◆ THE TASK
Locate each line in the entries below that contains the string "right" and copy those lines. The match is case-sensitive.

# Start of RAW RECORDS

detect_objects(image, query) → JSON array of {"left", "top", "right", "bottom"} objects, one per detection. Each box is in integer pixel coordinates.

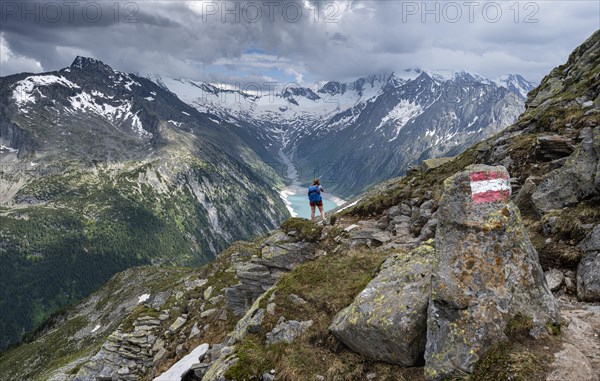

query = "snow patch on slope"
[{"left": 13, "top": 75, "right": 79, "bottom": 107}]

# End of RAW RECORDS
# Start of RAW RECORDS

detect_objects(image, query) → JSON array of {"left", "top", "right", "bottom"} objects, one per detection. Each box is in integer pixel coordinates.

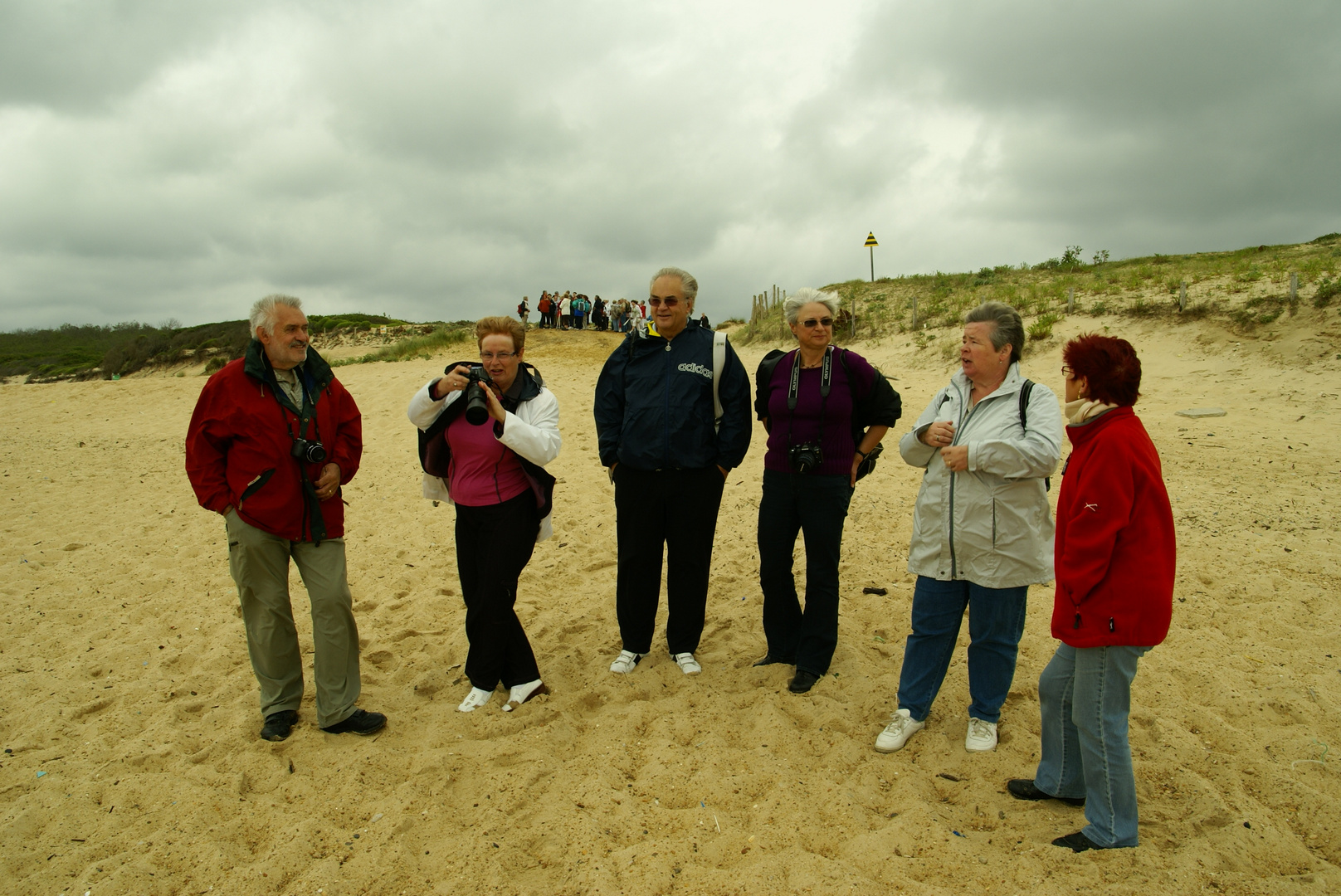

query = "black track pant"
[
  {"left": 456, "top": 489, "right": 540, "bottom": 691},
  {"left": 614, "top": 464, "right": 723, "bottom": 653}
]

# End of RAW RECORDS

◆ ANSWER TO THE TASK
detect_objects(image, query) → JSON array of {"left", "top", "right", "bottom"} objects, one per detection. Each box is in integer pixel coordinates.
[{"left": 13, "top": 75, "right": 79, "bottom": 107}]
detect_objects(image, query) → JSON array of {"left", "top", "right", "bottom"} objects, one per detection. Each box is in integer pixel coordinates.
  {"left": 456, "top": 489, "right": 540, "bottom": 691},
  {"left": 614, "top": 464, "right": 723, "bottom": 653}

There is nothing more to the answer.